» **SOURCE TEXT**:
>>>

I think that maybe life, love, and pain are actually all the same thing. I don’t know if I think there’s some kind of metaphysical lesson behind that, some overarching meaning to human existence that makes it all look incredibly beautiful and worthwhile from the outside looking in… but I do know it’s the only reality I’ve ever known, and that I’m still enough of a masochist to want to keep going. But I also know that I have it very easy, compared to most people who have lived throughout all of history, most people alive right now… and so maybe all I can do is make my dumb little videos and posts and try to help as many people as I can feel a tiny bit better. Or at least make myself feel better by telling myself that’s what I’m doing.
My new therapist says that the goal of therapy is to cultivate hope. And he also says that life is a problem of over-abundance – meaning we just have too many goddam options and not enough of a reason to choose one direction over another, sometimes.
There’s this philosophical dilemma called “Buriden’s ass” in which a hungry donkey is presented with two completely identical piles of hay, and with no reason to choose one over the other, is unable to make a rational decision, and starves. Based on reading the wikipedia page about this right now, this is interestingly also a problem in electronics/programming called metastability, where a circuit is forced to decide between two states based on an undefined variable.
So anyway, obviously the donkey would just pick one arbitrarily, so it won’t starve, but the point philosophically speaking is that there really isn’t a theory of rationality that can account for situations like this, which leads to all kinds of problems for decision making, actually, that get into much more complicated scenarios that I’ll maybe talk about another time, but… yeah, so, undefined variables + overabundance = a whole lot of, like, humans just kind of… making decisions about stuff because we have to, and not because we have more reasons to choose one path or another, or one toilet paper brand over another, really. We just eventually make enough of those choices that we develop more confidence in our ability to pick one path over another one, but ultimately, we really just start to feel more rational about our decisions as we get older – the decision itself doesn’t get that much more rational than a circuit choosing its next state based on a randomly programmed input set up to make it so that it won’t spend too long in an indecisive state (apparently they do that by having it default to the number value of the current time).
But, uh… yeah. Maybe the problem of suicide is a little bit like, that, too. Sure, life is suffering, but you don’t really ever know what’s going to happen tomorrow with a whole lot more certainty than you know what it would feel like to be dead. So we pick the bale of hay that’s closest, and we keep doing that until one day, if we’re lucky, we get to fall in love, and then we fall out of love or we have our hearts broken and we hurt even more than we did before because now we know what it feels like to have the walls come down, and how not every kind of pain is just pointless and shitty, but some of it can feel like jumping into a cold lake or shaving your head for no reason or doing something crazy just to remind yourself what it feels like to be truly alive.
Life might be pain, but there are a lot of different kinds of pain, I guess is what I’m saying. And I’ve just been thinking about that a lot, lately. So… there’s my little rant that sounds like a monologue from a TV show because OH MY GOD I AM SO DRAMATIC but this is just what I think about.

<<<

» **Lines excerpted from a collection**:
>>>

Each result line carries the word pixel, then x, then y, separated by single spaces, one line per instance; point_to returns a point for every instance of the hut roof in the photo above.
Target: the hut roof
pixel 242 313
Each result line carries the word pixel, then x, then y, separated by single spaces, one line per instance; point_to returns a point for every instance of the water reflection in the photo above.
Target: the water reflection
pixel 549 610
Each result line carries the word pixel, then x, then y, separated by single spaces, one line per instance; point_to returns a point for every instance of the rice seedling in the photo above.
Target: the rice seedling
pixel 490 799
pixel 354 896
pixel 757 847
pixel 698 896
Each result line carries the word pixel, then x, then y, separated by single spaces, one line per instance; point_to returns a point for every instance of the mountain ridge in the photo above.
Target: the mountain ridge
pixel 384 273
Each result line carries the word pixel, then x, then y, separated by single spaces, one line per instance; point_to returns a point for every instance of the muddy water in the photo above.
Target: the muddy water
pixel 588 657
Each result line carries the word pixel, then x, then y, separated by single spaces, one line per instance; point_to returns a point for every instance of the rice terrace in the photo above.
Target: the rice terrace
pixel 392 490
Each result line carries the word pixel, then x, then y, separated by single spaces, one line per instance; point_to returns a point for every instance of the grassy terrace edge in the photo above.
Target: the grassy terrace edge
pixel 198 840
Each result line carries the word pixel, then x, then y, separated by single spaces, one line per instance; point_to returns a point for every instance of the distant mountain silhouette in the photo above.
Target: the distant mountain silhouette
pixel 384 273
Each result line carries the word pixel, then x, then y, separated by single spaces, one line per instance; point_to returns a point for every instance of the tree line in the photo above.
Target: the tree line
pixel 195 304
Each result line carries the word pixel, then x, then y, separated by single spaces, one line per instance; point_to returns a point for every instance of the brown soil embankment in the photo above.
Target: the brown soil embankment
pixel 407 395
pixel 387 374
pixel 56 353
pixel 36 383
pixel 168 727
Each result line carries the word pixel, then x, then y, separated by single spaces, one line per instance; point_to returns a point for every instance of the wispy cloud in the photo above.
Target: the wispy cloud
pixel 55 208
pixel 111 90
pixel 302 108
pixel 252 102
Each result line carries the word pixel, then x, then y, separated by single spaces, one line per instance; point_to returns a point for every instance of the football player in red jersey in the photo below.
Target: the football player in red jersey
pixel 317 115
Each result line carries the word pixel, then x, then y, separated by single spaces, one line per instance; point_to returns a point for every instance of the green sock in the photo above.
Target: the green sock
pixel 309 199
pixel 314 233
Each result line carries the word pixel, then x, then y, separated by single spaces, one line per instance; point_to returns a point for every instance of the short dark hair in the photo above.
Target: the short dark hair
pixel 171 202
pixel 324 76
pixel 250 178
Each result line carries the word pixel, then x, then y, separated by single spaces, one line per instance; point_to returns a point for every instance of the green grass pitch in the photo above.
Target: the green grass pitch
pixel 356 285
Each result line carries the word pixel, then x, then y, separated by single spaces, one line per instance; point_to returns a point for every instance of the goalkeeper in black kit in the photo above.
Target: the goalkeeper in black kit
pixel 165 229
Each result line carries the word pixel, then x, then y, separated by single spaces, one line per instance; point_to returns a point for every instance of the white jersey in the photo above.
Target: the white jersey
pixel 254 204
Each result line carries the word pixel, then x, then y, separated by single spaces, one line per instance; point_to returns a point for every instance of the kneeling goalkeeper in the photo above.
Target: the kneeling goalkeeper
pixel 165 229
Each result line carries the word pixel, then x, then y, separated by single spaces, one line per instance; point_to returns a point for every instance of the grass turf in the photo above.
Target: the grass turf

<<<

» **EXERCISES**:
• A. From the piece on life and pain above, set down everything from "I think that" down to "what I’m doing.".
• B. In the piece on life and pain, what does the writer's new therapist say is the goal of therapy?

» **OUTPUTS IN ORDER**:
• A.
I think that maybe life, love, and pain are actually all the same thing. I don’t know if I think there’s some kind of metaphysical lesson behind that, some overarching meaning to human existence that makes it all look incredibly beautiful and worthwhile from the outside looking in… but I do know it’s the only reality I’ve ever known, and that I’m still enough of a masochist to want to keep going. But I also know that I have it very easy, compared to most people who have lived throughout all of history, most people alive right now… and so maybe all I can do is make my dumb little videos and posts and try to help as many people as I can feel a tiny bit better. Or at least make myself feel better by telling myself that’s what I’m doing.

• B. To cultivate hope.